§ **SUPPLIED TEXT**:
<<<<

8 ways reality promptly bites Obama and his ‘religious test for refugees’ tirade

8 ways reality promptly bites Obama and his ‘religious test for refugees’ tirade

God does seem to look out for the United States.  He gives us information to make decisions with, if we have the eyes and the patience to see it.

Within 48 hours of Obama dismissing security concerns about Syrian refugees as “shameful,” and railing against politicians who suggest “there would be a religious test for which person who’s fleeing from a war-torn country is admitted,” reality has basically smacked down his entire point.

At approximately the same time Obama was accusing critics of being “scared of widows and orphans,” reality was biting him very specifically, in a standoff between Islamist radicals and police in France.

Will this presidential election be the most important in American history?

Does reality mean that we can’t or shouldn’t take in any “Syrian refugees”?  I don’t doubt the truth that many of the people traveling as Syrian refugees are, in fact, refugees, who are just trying to get to safety somewhere.  I assume many of the people could become good and productive citizens of the U.S.

But, as a matter of fact, America can’t afford, any more than other nations can, to let compassion turn off our diligence and proper skepticism.  The more you inspect this problem, the more you understand why nations like Jordan, Lebanon, and Turkey sequester refugees in camps.  You understand why more and more Europeans think the Paris attacks are too high a price to pay for compassion.

>>>>

§ **JOB 1**:
Which nations does the opinion piece on Obama and Syrian refugees name as ones that sequester refugees in camps?
§ **JOB 2**:
Carry on the opinion piece on Obama and Syrian refugees, starting after its final sentence.

§ **STORED RECORDS**:
<<<<

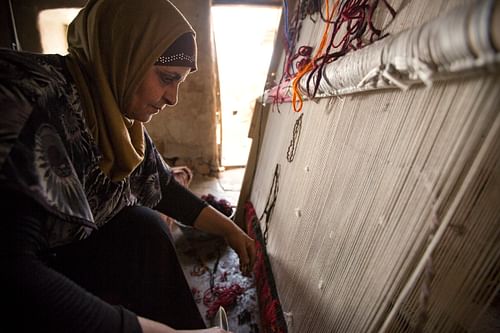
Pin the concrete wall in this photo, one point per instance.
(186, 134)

>>>>
<<<<

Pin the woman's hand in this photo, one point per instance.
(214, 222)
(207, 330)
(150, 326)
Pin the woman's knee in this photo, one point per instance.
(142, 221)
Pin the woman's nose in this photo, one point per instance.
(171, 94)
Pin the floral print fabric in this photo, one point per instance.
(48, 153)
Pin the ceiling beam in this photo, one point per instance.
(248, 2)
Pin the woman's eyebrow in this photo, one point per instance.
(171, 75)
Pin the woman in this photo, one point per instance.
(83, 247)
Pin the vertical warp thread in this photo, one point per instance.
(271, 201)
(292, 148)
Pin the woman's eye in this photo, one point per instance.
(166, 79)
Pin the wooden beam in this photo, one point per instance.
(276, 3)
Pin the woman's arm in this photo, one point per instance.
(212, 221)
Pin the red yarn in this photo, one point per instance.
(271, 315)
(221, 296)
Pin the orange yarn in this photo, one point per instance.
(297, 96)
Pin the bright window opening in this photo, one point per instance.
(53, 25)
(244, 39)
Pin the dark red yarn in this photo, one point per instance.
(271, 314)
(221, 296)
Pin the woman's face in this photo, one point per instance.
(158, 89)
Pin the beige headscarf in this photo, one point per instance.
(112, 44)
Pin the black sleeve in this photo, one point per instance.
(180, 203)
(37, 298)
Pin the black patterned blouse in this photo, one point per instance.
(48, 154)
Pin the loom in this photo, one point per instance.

>>>>
<<<<

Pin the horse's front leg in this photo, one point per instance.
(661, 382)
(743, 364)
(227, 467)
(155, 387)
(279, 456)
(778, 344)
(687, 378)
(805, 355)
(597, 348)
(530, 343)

>>>>

§ **FINAL RESULT 1**:
Jordan, Lebanon, Turkey

§ **FINAL RESULT 2**:
You understand why Americans – and not just critics of Obama – worry seriously that “Syrian refugees” have not been vetted thoroughly enough, and perhaps cannot be.

In the wake of Obama’s sweeping assertions about his critics, these eight things have erupted like a blinding flash of the obvious.

1. Andrew McCarthy points out, at National Review, that a “religious test” is in fact required by U.S. law on asylum and refugee immigration.  One of the criteria for deciding if an applicant should be granted asylum is, precisely, the applicant’s religion, and how members of that faith are being treated where the applicant comes from.

In the case of Syrian Christians, this criterion would strengthen the justification for admitting them to the U.S. – more than it would for Muslims.  ISIS is killing Muslims too, but not just because they’re Muslims.  Indeed, jihadi groups other than ISIS were massacring Christians in Syria before ISIS became a factor in late 2012.

2. As already reported by LU’s Ben Bowles, Turkey just arrested eight suspected ISIS jihadis at an airport, planning to enter Europe as refugees.  It continues to happen.  We can’t assume it won’t be attempted by applicants for asylum in the U.S. – or that the authorities in the U.S., or anywhere else, will infallibly detect ISIS suspects among the seemingly honest applicants.

3. Daily Mail produced a summary of terror-cell arrests in the U.S. which demonstrates that a number of people who turned to terrorism here were admitted as refugees.  Although the Tsarnaev brothers, the high-profile attackers in the Boston Marathon bombing, were not admitted as refugees, some of the people arrested in terror plots in the last 18 months were refugees admitted from Somalia and Bosnia.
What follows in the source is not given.